> **WORK REQUIRED**
Please count the lines of the records that contain the string "telephone" and give only the number.

--- start of DATA SECTION ---

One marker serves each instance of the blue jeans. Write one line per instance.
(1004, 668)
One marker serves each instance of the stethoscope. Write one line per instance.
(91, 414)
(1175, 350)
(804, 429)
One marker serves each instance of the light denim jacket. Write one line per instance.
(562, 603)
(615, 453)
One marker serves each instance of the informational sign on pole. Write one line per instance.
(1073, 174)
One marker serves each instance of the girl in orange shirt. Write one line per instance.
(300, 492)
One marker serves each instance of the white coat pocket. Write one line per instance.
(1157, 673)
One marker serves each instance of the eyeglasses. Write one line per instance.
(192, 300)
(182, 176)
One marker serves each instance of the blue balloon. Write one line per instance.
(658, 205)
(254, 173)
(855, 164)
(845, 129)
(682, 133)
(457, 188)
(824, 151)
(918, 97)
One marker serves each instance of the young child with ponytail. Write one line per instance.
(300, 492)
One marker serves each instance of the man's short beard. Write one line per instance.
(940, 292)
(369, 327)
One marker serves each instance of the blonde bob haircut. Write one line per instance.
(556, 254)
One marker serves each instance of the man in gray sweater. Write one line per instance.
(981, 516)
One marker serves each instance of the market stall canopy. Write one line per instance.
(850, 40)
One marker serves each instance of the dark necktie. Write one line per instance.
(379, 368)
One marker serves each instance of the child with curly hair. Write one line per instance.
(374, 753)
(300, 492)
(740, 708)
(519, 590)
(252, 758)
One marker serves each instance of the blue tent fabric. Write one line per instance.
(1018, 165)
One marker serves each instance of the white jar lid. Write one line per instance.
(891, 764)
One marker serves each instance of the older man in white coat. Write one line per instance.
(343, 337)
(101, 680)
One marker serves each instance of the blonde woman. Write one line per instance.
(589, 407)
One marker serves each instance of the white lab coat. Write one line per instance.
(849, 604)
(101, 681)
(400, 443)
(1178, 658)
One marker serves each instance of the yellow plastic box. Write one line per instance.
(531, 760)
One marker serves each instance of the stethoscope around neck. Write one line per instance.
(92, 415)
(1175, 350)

--- end of DATA SECTION ---
--- start of DATA SECTION ---

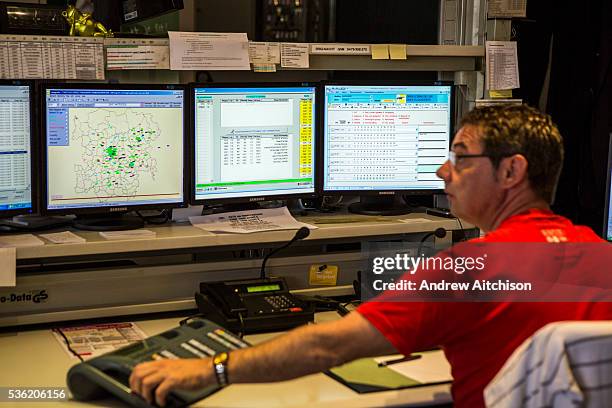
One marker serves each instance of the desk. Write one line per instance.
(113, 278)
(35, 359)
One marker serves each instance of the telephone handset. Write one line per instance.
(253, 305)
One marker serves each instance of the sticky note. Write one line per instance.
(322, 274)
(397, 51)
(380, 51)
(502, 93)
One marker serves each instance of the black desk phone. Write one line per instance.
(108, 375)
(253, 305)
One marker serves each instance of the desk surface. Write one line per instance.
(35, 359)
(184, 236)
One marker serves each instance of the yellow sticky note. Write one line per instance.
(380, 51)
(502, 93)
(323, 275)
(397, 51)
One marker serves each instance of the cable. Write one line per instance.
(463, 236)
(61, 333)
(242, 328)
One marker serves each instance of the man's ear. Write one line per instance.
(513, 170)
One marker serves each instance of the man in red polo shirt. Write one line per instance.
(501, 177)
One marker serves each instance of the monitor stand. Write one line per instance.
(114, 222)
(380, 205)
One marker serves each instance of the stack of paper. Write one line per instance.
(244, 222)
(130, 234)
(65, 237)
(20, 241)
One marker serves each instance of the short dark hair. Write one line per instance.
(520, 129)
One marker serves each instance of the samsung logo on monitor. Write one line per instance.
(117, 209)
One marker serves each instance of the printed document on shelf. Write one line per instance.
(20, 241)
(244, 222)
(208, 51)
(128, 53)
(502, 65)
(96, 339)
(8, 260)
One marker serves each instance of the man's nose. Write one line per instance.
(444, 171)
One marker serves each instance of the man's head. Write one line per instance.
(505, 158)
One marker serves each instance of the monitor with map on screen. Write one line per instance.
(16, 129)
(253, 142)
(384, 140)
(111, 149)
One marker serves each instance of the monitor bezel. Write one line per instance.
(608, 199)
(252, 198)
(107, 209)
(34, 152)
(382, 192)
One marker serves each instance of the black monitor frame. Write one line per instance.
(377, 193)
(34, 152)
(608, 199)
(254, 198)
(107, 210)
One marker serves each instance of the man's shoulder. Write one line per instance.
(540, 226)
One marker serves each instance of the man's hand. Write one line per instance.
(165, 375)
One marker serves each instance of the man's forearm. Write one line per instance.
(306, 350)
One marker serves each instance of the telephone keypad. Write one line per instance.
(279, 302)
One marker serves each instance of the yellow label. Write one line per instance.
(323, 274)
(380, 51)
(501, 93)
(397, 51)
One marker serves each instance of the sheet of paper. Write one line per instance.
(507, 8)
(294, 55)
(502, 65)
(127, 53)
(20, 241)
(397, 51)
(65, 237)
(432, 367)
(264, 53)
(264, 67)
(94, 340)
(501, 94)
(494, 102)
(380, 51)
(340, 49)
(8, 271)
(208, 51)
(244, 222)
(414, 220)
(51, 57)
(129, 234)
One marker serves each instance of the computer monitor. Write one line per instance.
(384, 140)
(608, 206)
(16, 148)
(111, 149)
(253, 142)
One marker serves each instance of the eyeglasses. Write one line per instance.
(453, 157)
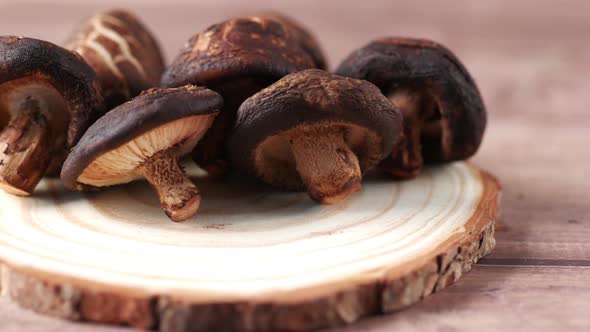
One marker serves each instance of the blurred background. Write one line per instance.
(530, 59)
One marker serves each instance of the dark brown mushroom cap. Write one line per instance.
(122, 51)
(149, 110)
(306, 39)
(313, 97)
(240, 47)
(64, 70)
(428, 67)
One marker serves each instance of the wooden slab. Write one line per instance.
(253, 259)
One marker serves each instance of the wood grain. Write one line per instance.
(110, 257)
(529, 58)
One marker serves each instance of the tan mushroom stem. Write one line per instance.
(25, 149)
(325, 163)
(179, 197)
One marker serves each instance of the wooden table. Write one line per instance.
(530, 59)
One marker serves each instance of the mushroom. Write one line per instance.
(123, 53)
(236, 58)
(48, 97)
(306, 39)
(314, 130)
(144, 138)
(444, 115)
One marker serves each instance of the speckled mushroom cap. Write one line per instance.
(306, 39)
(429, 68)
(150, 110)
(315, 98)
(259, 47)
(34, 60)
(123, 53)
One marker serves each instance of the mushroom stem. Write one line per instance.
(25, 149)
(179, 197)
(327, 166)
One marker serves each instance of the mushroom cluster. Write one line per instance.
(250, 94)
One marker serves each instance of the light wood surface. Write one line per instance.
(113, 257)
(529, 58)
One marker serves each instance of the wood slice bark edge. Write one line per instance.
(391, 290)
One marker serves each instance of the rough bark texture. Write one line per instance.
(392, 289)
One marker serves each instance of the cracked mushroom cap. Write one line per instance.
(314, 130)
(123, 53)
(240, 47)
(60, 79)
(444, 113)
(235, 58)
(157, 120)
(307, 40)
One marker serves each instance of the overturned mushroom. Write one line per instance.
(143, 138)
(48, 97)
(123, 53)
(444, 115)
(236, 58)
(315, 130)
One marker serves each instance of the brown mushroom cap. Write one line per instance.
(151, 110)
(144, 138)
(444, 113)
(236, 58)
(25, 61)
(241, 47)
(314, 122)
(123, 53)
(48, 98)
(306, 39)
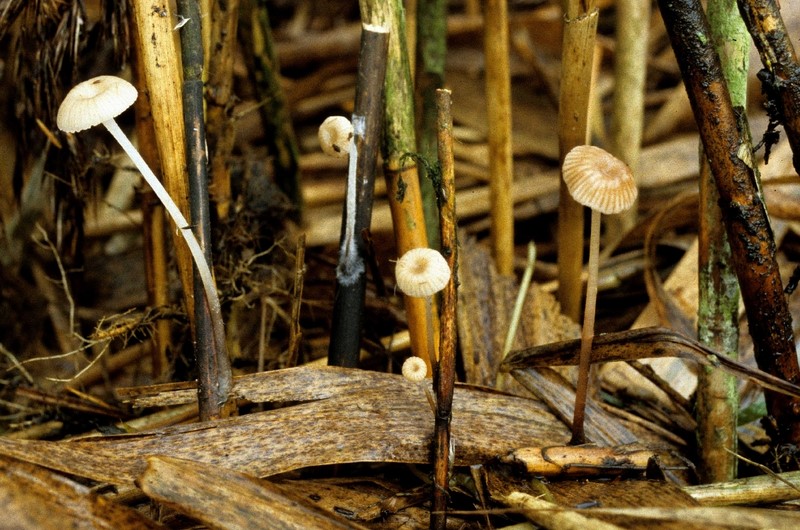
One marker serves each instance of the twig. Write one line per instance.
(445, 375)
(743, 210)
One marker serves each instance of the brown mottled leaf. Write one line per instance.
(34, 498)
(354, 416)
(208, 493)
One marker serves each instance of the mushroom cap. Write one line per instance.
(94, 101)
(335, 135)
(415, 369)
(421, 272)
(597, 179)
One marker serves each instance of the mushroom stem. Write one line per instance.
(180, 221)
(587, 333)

--- end of DATA SECTION ---

> **FINISHED ANSWER**
2